#### [Task to carry out]
Copy out the entire listing below word for word, leaving the pictures out.

#### [Input for this task]
━━━━━━━━━━━━━━━━━━━━
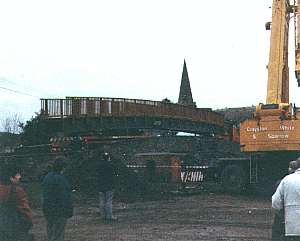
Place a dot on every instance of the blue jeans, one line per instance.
(105, 203)
(56, 228)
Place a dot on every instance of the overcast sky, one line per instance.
(134, 49)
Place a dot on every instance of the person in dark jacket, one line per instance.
(13, 196)
(57, 201)
(106, 173)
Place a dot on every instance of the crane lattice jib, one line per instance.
(278, 70)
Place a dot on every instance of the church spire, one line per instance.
(185, 94)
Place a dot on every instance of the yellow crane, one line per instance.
(276, 124)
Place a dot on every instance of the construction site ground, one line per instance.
(201, 216)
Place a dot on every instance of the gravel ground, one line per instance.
(204, 216)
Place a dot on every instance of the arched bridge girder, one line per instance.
(92, 114)
(70, 126)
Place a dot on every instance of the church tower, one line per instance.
(185, 93)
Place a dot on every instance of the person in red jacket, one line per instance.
(13, 201)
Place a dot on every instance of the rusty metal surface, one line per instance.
(114, 107)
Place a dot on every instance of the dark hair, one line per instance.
(58, 164)
(8, 170)
(106, 156)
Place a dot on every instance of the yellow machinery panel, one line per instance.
(270, 134)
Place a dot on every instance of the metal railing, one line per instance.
(77, 107)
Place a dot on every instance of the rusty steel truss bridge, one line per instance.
(74, 115)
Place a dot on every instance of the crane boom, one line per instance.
(276, 124)
(278, 70)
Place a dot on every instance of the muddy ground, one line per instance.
(204, 216)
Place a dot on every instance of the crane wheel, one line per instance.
(233, 179)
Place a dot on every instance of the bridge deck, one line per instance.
(179, 117)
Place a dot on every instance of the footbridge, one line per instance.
(123, 116)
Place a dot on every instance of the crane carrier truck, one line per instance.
(272, 137)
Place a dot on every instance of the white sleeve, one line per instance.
(277, 198)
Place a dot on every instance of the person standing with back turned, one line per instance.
(13, 197)
(287, 198)
(106, 175)
(278, 226)
(57, 202)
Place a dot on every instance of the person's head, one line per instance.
(9, 173)
(106, 157)
(58, 165)
(297, 163)
(292, 166)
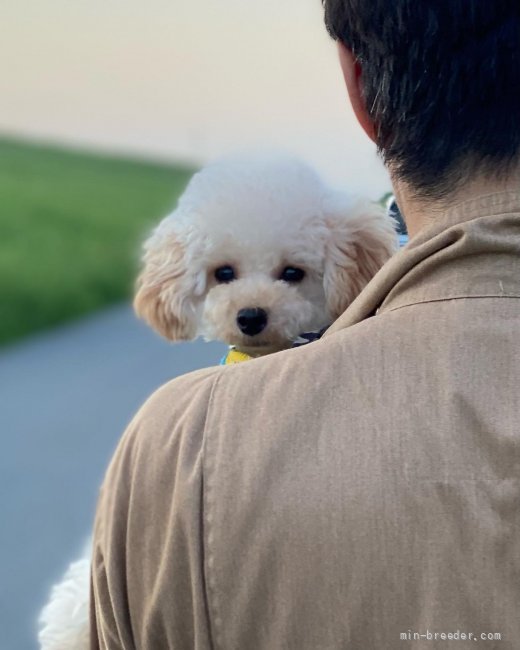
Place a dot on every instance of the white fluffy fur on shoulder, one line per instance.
(64, 621)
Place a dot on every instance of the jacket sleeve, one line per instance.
(147, 575)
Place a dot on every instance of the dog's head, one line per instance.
(258, 252)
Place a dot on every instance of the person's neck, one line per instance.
(419, 212)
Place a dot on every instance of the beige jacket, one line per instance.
(341, 494)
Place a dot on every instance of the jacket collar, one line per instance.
(472, 249)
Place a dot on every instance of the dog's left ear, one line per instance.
(362, 238)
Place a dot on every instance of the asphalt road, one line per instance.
(65, 398)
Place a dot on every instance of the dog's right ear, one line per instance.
(165, 296)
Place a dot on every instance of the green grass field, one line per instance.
(71, 225)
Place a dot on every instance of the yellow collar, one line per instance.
(235, 356)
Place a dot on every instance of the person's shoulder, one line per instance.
(174, 411)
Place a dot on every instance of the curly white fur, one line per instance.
(64, 621)
(257, 215)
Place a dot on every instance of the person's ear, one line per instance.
(352, 73)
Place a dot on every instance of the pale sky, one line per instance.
(183, 80)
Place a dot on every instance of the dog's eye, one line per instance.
(292, 274)
(225, 274)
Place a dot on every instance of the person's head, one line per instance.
(436, 84)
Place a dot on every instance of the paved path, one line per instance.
(65, 398)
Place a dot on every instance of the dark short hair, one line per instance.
(441, 81)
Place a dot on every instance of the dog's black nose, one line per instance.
(252, 320)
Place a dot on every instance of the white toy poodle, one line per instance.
(259, 254)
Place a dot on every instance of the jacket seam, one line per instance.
(214, 620)
(382, 311)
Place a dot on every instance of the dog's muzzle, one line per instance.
(252, 320)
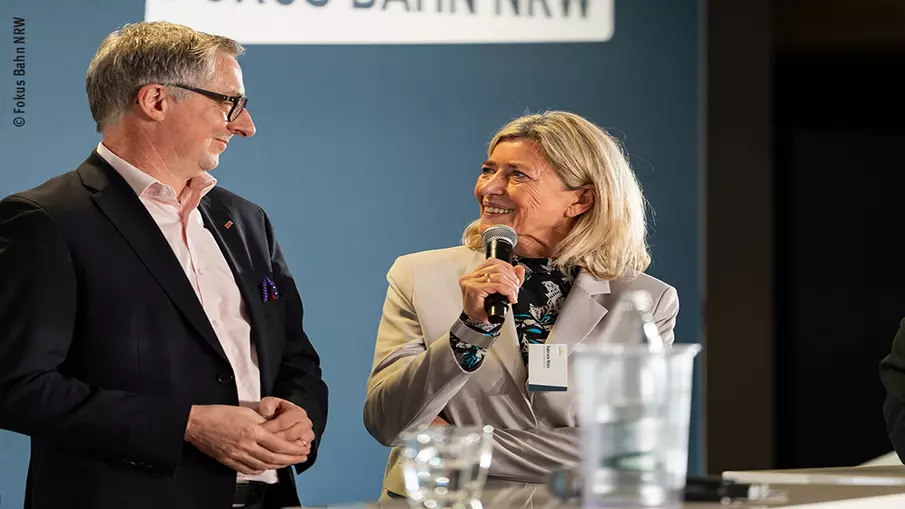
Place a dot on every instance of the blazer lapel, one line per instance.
(506, 348)
(216, 216)
(123, 208)
(581, 312)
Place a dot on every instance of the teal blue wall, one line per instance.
(360, 145)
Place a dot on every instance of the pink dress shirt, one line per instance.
(206, 269)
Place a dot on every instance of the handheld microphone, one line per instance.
(499, 240)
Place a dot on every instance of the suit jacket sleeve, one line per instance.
(38, 311)
(411, 381)
(299, 379)
(892, 373)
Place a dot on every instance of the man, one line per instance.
(145, 312)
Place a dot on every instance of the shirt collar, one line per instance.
(140, 181)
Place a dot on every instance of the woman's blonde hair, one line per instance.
(610, 239)
(142, 53)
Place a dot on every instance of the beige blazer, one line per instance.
(415, 376)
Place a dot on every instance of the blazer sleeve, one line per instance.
(892, 373)
(530, 455)
(411, 381)
(38, 305)
(299, 379)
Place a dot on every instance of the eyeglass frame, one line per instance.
(234, 99)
━━━━━━━━━━━━━━━━━━━━
#### [Final answer]
Place a dot on every instance of the blue jeans, one line per instance.
(105, 203)
(56, 228)
Place a dot on every instance of the overcast sky, one line per instance.
(134, 49)
Place a dot on every instance of the person in dark jacket, one line per instance.
(13, 196)
(57, 201)
(106, 173)
Place a dot on every instance of the crane lattice jib, one line per instance.
(278, 70)
Place a dot on every instance of the church spire, one line per instance.
(185, 94)
Place a dot on every instance of the yellow crane, one line per instance.
(276, 124)
Place a dot on every instance of the construction site ground, one line per instance.
(201, 216)
Place a dot on every instance of the gravel ground, one line per instance.
(204, 216)
Place a dot on every instance of the arched bridge girder, one line per instance.
(92, 114)
(70, 126)
Place a dot on every instance of the church tower, one line per instance.
(185, 93)
Place a dot on every instance of the person in red jacket, one line per instance.
(13, 201)
Place a dot on every instance of the rusty metal surface, one line per instance.
(114, 107)
Place a dot on every instance of the dark hair, one line per instance.
(58, 164)
(8, 170)
(106, 156)
Place a dot on every instance of the yellow machinery panel, one line per instance.
(270, 134)
Place a dot on every instance of the metal railing, one line per instance.
(77, 107)
Place a dot on every instance of the rusty steel truss bridge, one line per instance.
(74, 115)
Place a dot on every instance of the crane boom, one line per instance.
(276, 124)
(278, 70)
Place a dot on every instance of the muddy ground, one line per instance.
(204, 216)
Place a dot on every instance of the crane wheel, one line per instance.
(233, 179)
Place a dot on every instance of the bridge deck, one line per instance.
(179, 117)
Place a dot on every instance of the footbridge, one line per instance.
(123, 116)
Place a dot on every instance of the crane carrier truck, one line per instance.
(272, 137)
Place a dot on every instance of the white sleeve, one line per instance.
(277, 198)
Place a dot on every instance of the person standing with back turned, one line per instance.
(13, 197)
(287, 198)
(106, 175)
(278, 226)
(57, 202)
Place a dot on every instance of the person's head, one line per instance.
(9, 173)
(106, 157)
(58, 165)
(297, 163)
(292, 166)
Place a dot on every instance of the white fluffy fur on shoulder, one line per instance.
(64, 621)
Place a dot on every instance of the jacket sleeve, one line per instance.
(147, 575)
Place a dot on every instance of the dog's head, one line per instance.
(258, 252)
Place a dot on every instance of the person's neck, one line per instance.
(419, 212)
Place a dot on every instance of the beige jacket, one line per instance.
(341, 494)
Place a dot on every instance of the jacket collar, one line per instance.
(472, 249)
Place a dot on every instance of the dog's left ear, one line per instance.
(362, 238)
Place a dot on every instance of the asphalt road, one line per instance.
(65, 398)
Place a dot on every instance of the dog's right ear, one line per instance.
(165, 296)
Place a dot on every instance of the green grass field, one line per instance.
(71, 225)
Place a dot on every instance of the yellow collar, one line per instance.
(235, 356)
Place a dot on every instance of the person's shoulder, one line per instance.
(174, 411)
Place a dot on every instance of the curly white fur, one line per instance.
(64, 621)
(257, 215)
Place a dot on every instance of the person's ear, one line per instance.
(352, 73)
Place a dot on every instance of the pale sky, one line per instance.
(183, 80)
Place a dot on every instance of the dog's eye, one line per instance.
(292, 274)
(225, 274)
Place a dot on every instance of the person's head, one line per instance.
(436, 84)
Place a dot on every instance of the paved path, one line per instance.
(65, 398)
Place a dot on every instance of the dark short hair, one line per instance.
(441, 81)
Place a dot on every instance of the dog's black nose, one line per instance.
(252, 320)
Place a dot on every instance of the white toy poodle, one line per instance.
(259, 254)
Place a dot on every instance of the jacket seam, one line per instance.
(214, 620)
(382, 311)
Place a dot on every instance of the dog's muzzle, one line per instance.
(252, 320)
Place a dot on every instance of the blazer lapel, one line per instance.
(506, 348)
(216, 216)
(123, 208)
(581, 312)
Place a dot on every instance of the teal blue wall, one line per instance.
(360, 145)
Place a dot on every instance of the pink dress shirt, one line per instance.
(206, 269)
Place a dot on every instance of the handheld microphone, one line per instance.
(499, 240)
Place a dot on every instance of the suit jacket sleeve, one line per instance.
(38, 311)
(411, 381)
(299, 379)
(892, 373)
Place a dot on every instance of the man, one line per instance.
(145, 312)
Place a dot on every instance of the shirt collar, one line per instance.
(140, 181)
Place a dot on every instance of the woman's blonde hair, one line per instance.
(610, 239)
(142, 53)
Place a dot on every instance of the beige blazer, one line per instance.
(415, 376)
Place a dot on every instance of the blazer sleeve, one line per instance.
(892, 373)
(530, 455)
(411, 381)
(38, 305)
(299, 379)
Place a dot on every instance of the eyeglass frame, one line per instance.
(234, 99)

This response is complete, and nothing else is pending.